■ TEXT SEGMENT:
******************************
First, description is made on each component of the optical glass according to the present embodiment.

La³⁺ is, for example, a component included as La₂O₃in the oxide-converted composition. La³⁺ has an effect of increasing a refractive index without impairing low dispersibility, and can also maintain devitrification resistance stability of glass. However, as the content rate increases, the specific gravity tends to increase. From such a viewpoint, the content rate of La³⁺ is more than 0% and up to 40%. Then a lower limit thereof is preferably 5%, more preferably 10% and further more preferably 20%. And an upper limit thereof is preferably 35%, more preferably 32% and further preferably 30%.

Ti⁴⁺ is, for example, a component included as TiO₂in the oxide-converted composition. Ti⁴⁺ can increase a refractive index and maintain low specific gravity at the same time. From viewpoints of such an effect and content rates of rare-earth components and transition metal components, the content rate of Ti⁴⁺ is from 15% to 65%. Then a lower limit thereof is preferably 20%, more preferably 30% and further more preferably 40%. And an upper limit thereof is preferably 60%, more preferably 55% and further preferably 52%.

Zr⁴⁺ is, for example, a component included as ZrO₂in the oxide-converted composition. Zr⁴⁺ has an effect of increasing devitrification resistance stability and a refractive index while maintaining low dispersibility. When this content rate is too low, dispersibility increases, when this content rate exceeds 20%, glass is more likely to be devitrified. From such a viewpoint, the content rate of Zr⁴⁺ is more than 0% and up to 20%. Then a lower limit thereof is preferably 1%, more preferably 5% and further more preferably 8%. And an upper limit thereof is preferably 18%, more preferably 15% and further preferably 12%.

A Si⁴⁺ component is, for example, a component that is included as SiO₂in an oxide-converted composition and constitutes a network former oxide. Si⁴⁺ is a component capable of increasing fusibility and devitrification resistance stability while maintaining low specific gravity. When this content rate exceeds 20%, sufficient fusibility cannot be acquired, and a refractive index tends to decrease further. From such a viewpoint, the content rate of Si⁴⁺ is from 0% to 20%. Then a lower limit thereof is preferably 1%, more preferably 4% and further more preferably 7%. And an upper limit thereof is preferably 18%, more preferably 16% and further preferably 14%.

Ta⁵⁺ is, for example, a component included as Ta₂O₅in the oxide-converted composition. Ta⁵⁺ has an effect of increasing devitrification resistance stability while maintaining low dispersibility. From such a viewpoint, the content rate of Ta⁵⁺ is from 0% to 20%. Then a lower limit thereof is preferably 1%, more preferably 3% and further more preferably 4%. And an upper limit thereof is preferably 15%, more preferably 12% and further preferably 8%.

Nb⁵⁺ is, for example, a component included as Nb₂O₅in the oxide-converted composition. Nb⁵⁺ can further improve low dispersibility of glass. From such a viewpoint, the content rate of Nb⁵⁺ is from 0% to 30%. Then a lower limit thereof is preferably 2%, more preferably 5% and further more preferably 10%. And an upper limit thereof is preferably 25%, more preferably 20% and further preferably 15%.
******************************
■ PROVIDED MATERIAL:
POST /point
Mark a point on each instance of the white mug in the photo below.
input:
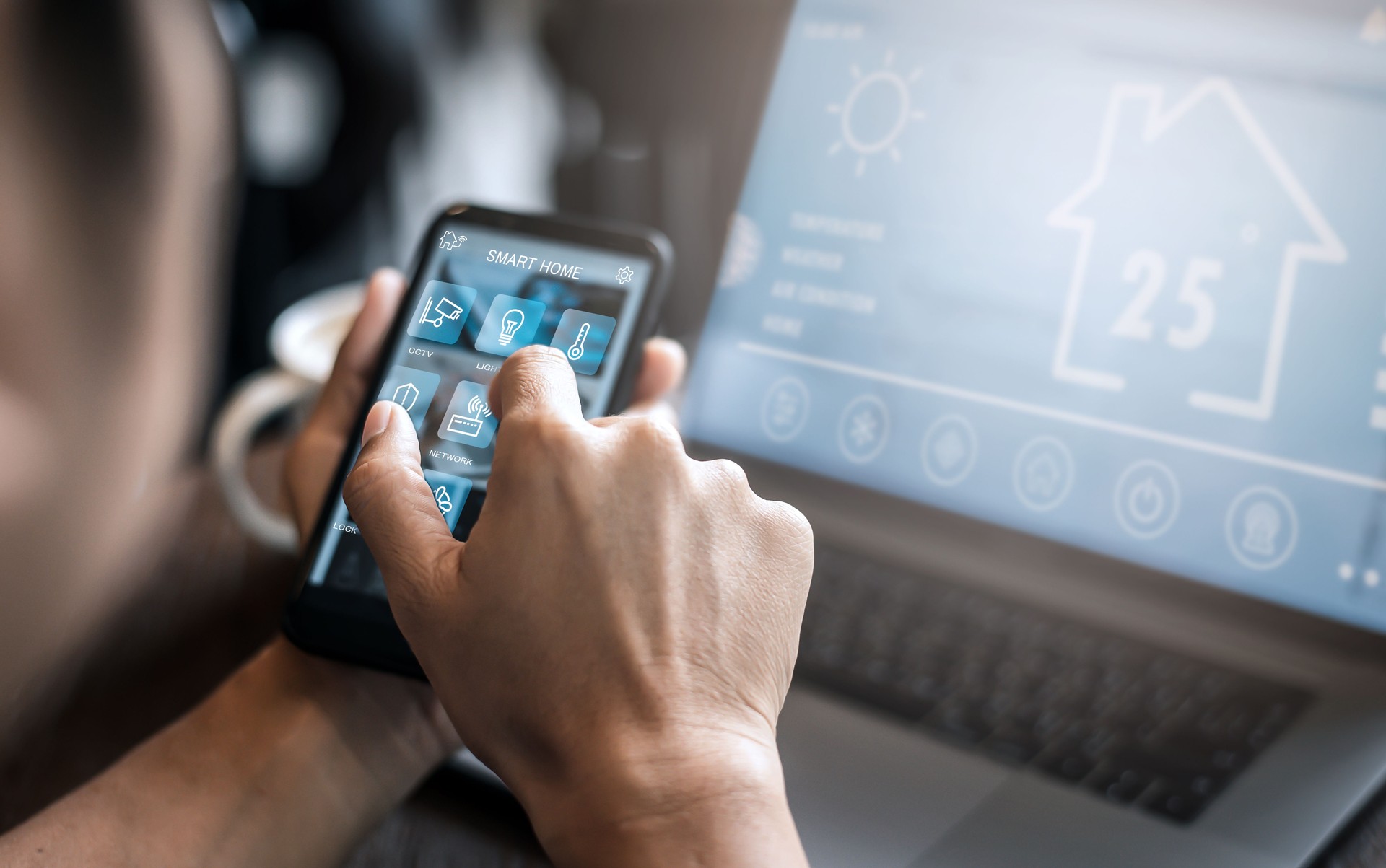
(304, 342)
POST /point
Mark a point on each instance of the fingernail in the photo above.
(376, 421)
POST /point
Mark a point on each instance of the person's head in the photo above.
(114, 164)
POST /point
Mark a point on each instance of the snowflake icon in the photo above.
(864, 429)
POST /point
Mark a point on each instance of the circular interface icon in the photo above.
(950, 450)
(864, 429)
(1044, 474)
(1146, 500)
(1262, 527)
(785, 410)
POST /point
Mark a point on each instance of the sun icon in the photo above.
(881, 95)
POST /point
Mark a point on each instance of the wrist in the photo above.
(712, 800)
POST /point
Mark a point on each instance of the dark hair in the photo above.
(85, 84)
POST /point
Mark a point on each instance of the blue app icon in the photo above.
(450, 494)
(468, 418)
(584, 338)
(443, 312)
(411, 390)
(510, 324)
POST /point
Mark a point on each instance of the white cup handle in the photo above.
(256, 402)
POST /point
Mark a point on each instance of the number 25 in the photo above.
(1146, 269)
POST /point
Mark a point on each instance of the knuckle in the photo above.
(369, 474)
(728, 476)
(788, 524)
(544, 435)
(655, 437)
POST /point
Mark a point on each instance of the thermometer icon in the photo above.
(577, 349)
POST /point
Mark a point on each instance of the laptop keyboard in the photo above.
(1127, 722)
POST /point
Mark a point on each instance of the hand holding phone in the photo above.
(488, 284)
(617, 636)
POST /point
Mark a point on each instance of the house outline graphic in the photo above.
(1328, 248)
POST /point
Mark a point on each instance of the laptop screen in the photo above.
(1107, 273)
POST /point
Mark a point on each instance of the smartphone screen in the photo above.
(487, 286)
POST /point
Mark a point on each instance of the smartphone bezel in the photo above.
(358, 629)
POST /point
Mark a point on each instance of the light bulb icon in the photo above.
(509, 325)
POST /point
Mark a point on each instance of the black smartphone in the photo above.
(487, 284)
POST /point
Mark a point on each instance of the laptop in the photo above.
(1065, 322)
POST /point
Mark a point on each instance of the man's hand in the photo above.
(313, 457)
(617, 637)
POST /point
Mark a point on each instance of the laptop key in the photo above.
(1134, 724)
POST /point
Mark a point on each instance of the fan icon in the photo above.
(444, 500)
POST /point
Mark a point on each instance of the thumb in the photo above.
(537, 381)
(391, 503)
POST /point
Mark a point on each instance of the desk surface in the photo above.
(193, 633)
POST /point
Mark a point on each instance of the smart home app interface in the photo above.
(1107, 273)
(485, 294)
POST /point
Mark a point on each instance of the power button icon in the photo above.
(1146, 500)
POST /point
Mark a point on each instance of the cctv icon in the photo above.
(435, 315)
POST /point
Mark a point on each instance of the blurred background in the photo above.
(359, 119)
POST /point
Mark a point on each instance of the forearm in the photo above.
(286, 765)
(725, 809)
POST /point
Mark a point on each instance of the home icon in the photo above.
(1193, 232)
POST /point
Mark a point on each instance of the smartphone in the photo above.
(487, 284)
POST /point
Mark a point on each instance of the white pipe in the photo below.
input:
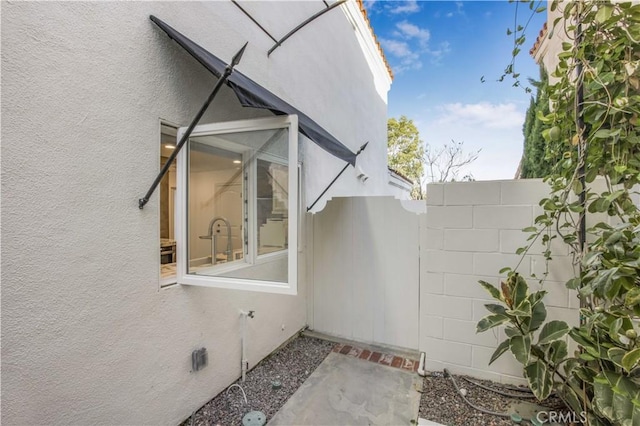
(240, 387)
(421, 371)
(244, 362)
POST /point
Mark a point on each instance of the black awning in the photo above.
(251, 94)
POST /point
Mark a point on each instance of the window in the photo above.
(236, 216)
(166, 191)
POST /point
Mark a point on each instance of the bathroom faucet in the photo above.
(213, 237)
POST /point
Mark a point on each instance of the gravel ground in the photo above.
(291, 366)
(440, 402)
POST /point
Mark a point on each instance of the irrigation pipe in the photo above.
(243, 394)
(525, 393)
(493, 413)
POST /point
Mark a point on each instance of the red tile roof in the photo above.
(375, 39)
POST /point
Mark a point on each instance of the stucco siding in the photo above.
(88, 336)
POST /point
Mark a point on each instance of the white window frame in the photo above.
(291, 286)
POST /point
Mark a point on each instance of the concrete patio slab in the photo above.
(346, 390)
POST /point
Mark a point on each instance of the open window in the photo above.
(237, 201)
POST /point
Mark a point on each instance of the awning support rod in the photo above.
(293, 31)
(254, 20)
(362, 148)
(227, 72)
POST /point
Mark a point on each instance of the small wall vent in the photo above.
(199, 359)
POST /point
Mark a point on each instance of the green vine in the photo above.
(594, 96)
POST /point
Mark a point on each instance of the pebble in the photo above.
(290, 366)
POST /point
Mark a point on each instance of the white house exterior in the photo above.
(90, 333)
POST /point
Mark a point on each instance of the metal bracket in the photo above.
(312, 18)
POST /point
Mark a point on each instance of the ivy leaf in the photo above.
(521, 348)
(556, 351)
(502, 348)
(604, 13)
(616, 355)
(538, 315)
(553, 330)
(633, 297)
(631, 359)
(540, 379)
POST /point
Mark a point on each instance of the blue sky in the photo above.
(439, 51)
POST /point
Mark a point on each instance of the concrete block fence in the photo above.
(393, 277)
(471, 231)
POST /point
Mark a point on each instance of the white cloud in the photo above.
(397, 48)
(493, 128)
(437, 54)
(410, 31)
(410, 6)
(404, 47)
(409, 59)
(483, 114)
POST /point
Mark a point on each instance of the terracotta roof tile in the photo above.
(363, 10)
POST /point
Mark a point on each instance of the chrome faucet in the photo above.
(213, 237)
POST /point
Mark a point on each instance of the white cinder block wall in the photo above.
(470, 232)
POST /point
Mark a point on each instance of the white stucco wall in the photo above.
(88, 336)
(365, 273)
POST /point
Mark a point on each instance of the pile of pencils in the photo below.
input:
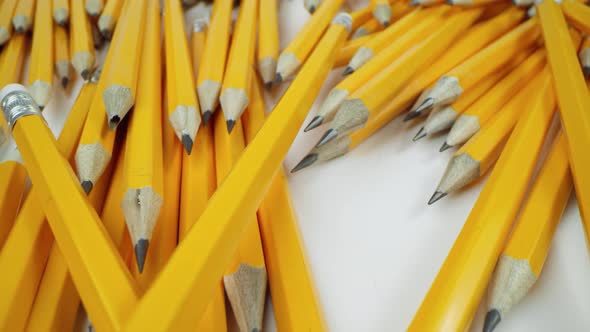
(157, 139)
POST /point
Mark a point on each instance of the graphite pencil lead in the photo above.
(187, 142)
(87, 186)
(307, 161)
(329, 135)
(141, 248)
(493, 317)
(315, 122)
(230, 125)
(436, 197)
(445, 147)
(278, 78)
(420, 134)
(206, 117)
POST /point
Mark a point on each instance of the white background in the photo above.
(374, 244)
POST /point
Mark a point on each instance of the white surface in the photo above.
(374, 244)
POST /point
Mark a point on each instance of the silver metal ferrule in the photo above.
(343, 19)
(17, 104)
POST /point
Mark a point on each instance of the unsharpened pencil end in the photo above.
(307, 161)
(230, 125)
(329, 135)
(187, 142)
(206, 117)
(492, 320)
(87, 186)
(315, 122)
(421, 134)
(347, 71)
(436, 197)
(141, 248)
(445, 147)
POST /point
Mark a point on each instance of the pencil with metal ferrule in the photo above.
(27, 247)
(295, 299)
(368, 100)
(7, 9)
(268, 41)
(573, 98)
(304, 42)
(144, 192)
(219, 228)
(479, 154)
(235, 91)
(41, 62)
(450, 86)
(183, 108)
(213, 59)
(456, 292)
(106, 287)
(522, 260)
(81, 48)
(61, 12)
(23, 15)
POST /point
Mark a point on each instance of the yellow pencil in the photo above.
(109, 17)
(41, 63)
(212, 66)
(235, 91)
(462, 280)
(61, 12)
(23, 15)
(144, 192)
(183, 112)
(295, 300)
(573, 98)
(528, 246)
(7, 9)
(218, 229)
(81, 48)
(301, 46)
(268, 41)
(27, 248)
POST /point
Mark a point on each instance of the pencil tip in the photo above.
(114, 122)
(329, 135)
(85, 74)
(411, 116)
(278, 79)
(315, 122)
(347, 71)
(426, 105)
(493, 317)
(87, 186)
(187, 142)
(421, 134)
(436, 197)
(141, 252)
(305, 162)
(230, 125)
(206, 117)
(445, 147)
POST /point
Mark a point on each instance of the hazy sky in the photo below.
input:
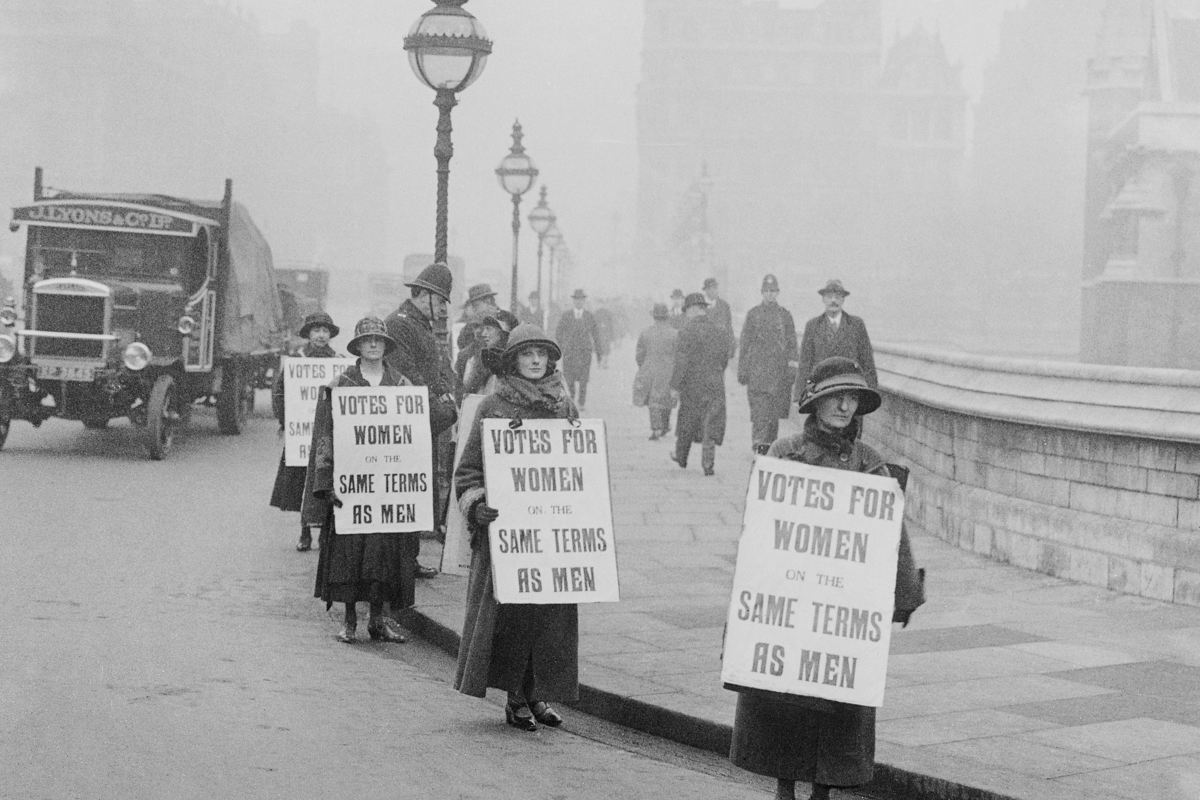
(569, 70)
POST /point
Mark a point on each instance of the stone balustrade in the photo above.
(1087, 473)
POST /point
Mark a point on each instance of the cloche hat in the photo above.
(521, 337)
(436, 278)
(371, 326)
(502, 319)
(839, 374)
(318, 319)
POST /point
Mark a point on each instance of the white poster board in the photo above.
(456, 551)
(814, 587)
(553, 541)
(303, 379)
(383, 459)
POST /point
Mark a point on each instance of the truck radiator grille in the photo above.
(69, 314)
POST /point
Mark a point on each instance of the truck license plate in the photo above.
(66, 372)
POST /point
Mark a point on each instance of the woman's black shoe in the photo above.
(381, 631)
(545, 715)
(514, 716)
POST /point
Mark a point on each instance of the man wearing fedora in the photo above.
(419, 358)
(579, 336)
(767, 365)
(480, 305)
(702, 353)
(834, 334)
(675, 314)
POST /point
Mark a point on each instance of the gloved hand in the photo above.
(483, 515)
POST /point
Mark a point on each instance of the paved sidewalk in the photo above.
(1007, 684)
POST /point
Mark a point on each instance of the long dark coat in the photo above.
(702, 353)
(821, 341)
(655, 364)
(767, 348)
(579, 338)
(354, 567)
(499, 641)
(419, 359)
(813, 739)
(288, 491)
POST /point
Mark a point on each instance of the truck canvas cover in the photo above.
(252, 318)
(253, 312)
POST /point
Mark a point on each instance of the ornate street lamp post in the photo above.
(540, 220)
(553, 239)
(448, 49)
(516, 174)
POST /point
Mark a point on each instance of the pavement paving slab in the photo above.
******************************
■ WHAT THIS EXERCISE ASKS:
1. In the passage on optical glass components, rewrite the part that opens with the words "Nb⁵⁺ is, for" and closes with "further preferably 15%.", substituting "minimum" for "lower limit".
2. For each statement, answer yes or no according to the passage on optical glass components, and quote the words that decide it. (a) The content rate of Zr⁴⁺ goes up to 20%. (b) Ti⁴⁺ raises the specific gravity of the glass. (c) As the content rate of La³⁺ increases, the specific gravity tends to increase.

■ THE SOLUTIONS:
1.
Nb⁵⁺ is, for example, a component included as Nb₂O₅in the oxide-converted composition. Nb⁵⁺ can further improve low dispersibility of glass. From such a viewpoint, the content rate of Nb⁵⁺ is from 0% to 30%. Then a minimum thereof is preferably 2%, more preferably 5% and further more preferably 10%. And an upper limit thereof is preferably 25%, more preferably 20% and further preferably 15%.

2.
(a) Yes: "the content rate of Zr⁴⁺ is more than 0% and up to 20%."
(b) No: "Ti⁴⁺ can increase a refractive index and maintain low specific gravity at the same time."
(c) Yes: "as the content rate increases, the specific gravity tends to increase."